EXCERPTED PASSAGE:
Aurélien Bory — Stage director

Marianne Crebassa — Orpheus

Lea Desandre — Amour

Ensemble Pygmalion — Orchestra, Choir

Raphaël Pichon — Conductor

Program notes

Amour (Cupid), messenger of the gods, announces to Orpheus that he will be permitted to descend to the Underworld to rescue his beloved, Eurydice. His music brings light to the shadows and pacifies the Furies, but it cannot soothe the fears of Eurydice when faced with the indifference Orpheus must feign in order to assure her safe passage back to the land of the living... This four-act opera, based on a libretto by Pierre-Louis Moline, premiered on November 19, 1859, at the Théâtre Lyrique in Paris; Berlioz, a great admirer of Gluck, borrowed from the original French and popular Italian settings of Gluck's masterpiece and synthesized this version for legendary mezzo-soprano Pauline Viardot, whose voice harkened back to the bygone era of the castrati who had sung the title role in Gluck's day.

GIVEN DATA:
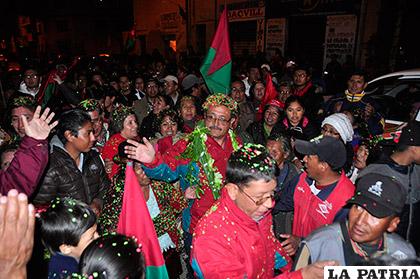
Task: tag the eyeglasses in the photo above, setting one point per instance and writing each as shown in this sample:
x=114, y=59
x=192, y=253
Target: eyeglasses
x=221, y=119
x=165, y=124
x=234, y=89
x=31, y=76
x=326, y=131
x=257, y=202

EXERCISE INSTRUCTIONS:
• 1. According to the opera program, for which singer did Berlioz synthesize this version of the opera?
• 2. Decide whether each statement below agrees with the opera program, answering yes or no and quoting the deciding words: (a) Lea Desandre sings the role of Amour. (b) The opera has three acts. (c) The music of Orpheus fails to pacify the Furies.
• 3. Extend the opera program by writing what would follow its final sentence.

SOLVED PROBLEMS:
• 1. The legendary mezzo-soprano Pauline Viardot.

• 2.
(a) Yes: "Lea Desandre — Amour"
(b) No: "This four-act opera"
(c) No: "His music brings light to the shadows and pacifies the Furies"

• 3.
The work's beauty owes as much to the intensity of the arias as to the eloquence of the orchestra and the spectacular contributions by the chorus, masterfully directed here by Raphaël Pichon. Stage director Aurélien Bory makes great use of the symbolic motif of the gaze, like that cast by Orpheus on Eurydice, whom he is doomed to lose. In the first act, a huge mirror makes the audience conscious of their own spectatorship, and in the Underworld, the set undergoes a change in perspective that reflects the cruel twist of fate to which the hero will fall victim. Following her widely lauded turn in Fantasio, Marianna Crebassa stuns in the title role here, marvelously supported by Hélène Guilmette as Eurydice and Lea Desandre as Amour.